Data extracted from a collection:
──────

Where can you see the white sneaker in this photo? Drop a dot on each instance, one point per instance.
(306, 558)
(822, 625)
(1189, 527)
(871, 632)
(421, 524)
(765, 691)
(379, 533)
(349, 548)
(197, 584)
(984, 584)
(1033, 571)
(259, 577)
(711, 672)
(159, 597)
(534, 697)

──────

**The task:** Would you please restate all of the entries exactly?

**Output of the exercise:**
Where can you see the white sneaker in this photo? Drop a dot on each instance, one point per instance.
(306, 558)
(822, 625)
(1189, 527)
(871, 632)
(421, 524)
(765, 691)
(379, 533)
(349, 548)
(197, 584)
(984, 584)
(1033, 571)
(259, 577)
(711, 672)
(159, 597)
(534, 697)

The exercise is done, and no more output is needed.